═══ EXERCISE DATA ═══

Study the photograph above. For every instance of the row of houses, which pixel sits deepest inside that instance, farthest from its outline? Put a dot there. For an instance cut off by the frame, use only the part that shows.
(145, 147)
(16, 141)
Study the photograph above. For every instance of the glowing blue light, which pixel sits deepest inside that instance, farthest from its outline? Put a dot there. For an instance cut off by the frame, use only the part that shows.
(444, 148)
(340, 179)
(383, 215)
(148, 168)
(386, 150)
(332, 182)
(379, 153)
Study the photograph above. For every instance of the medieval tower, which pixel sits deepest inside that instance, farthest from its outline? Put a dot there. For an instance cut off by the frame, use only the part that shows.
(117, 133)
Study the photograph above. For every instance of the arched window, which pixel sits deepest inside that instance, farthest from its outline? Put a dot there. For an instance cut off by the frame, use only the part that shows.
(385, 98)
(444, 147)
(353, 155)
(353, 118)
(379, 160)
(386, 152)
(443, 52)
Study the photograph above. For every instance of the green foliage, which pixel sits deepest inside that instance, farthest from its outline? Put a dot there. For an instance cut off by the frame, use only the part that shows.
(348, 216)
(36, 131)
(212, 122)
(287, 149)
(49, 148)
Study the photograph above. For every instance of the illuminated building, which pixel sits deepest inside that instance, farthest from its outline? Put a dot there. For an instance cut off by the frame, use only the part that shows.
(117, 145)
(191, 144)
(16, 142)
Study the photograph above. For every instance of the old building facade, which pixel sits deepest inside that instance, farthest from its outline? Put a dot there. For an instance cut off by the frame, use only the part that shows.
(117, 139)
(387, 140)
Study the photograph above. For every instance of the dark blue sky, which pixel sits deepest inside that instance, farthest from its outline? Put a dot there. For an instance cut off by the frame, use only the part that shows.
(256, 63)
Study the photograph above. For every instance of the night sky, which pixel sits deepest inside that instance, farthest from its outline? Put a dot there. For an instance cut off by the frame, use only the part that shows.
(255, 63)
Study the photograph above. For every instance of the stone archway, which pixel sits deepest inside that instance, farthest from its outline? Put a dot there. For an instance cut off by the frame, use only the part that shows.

═══

* EXERCISE *
Write out the whole listing exactly.

* ANSWER BELOW *
Study the photograph above. For every instance of the row of houses, which pixel sits deepest inside that instance, farthest from its outline? Put a dot there. For an instance cut off by the frame, use only the part that shows.
(145, 147)
(16, 141)
Study the photograph above. For every instance of the glowing blue light, which pixel sits deepest inside that instance, farthest from its outline? Put a dot there. For an instance cut off by the frame, use only the part that shows.
(444, 148)
(340, 179)
(383, 215)
(148, 168)
(386, 150)
(332, 182)
(379, 153)
Study the photograph above. For every instance of the medieval tower, which pixel sits deepest inside that instance, farthest from its outline? Put a dot there. For an instance cut off by the frame, use only the part that shows.
(117, 133)
Study the photograph above. For every instance of the arched window, which pixel sits deepest inside that instance, farthest from its outline? Put a dot there. For an instance cut off by the frame, use only the part that shows.
(385, 98)
(444, 147)
(353, 155)
(353, 118)
(379, 160)
(386, 152)
(443, 52)
Study the photograph above. For every instance of the green foliage, which pixel sits deepest inside that instance, farthest from its outline? Put a dot there. For an instance cut off by the frame, use only the part that shows.
(348, 216)
(36, 131)
(212, 122)
(287, 149)
(49, 148)
Study the photograph above. For every instance of the illuminated building, which pixel sits deepest inside that instance, farthest from its outline? Put a dot there. For an instance cut off by the frame, use only the part that shows.
(117, 145)
(191, 144)
(16, 142)
Study the photograph above. For every instance of the old building facade, which pixel sits deepest inside that instance, farthest from its outline? Put a dot there. For an instance cut off by the frame, use only the part that shows.
(117, 139)
(387, 140)
Study the photograph above. For every instance of the dark blue sky, which pixel sits deepest inside that instance, farthest from its outline? Put a dot there. For an instance cut off by the frame, use only the part that shows.
(256, 63)
Study the photograph above. For every instance of the night sky, which pixel sits deepest inside that instance, farthest from its outline? Put a dot there. For an instance cut off by the frame, use only the part that shows.
(255, 63)
Study the photograph above. For every instance of the stone archway, which pixel sits deepest inside that instance, farthest from its outline? Put a dot there. For an instance cut off by the frame, use only the part that shows.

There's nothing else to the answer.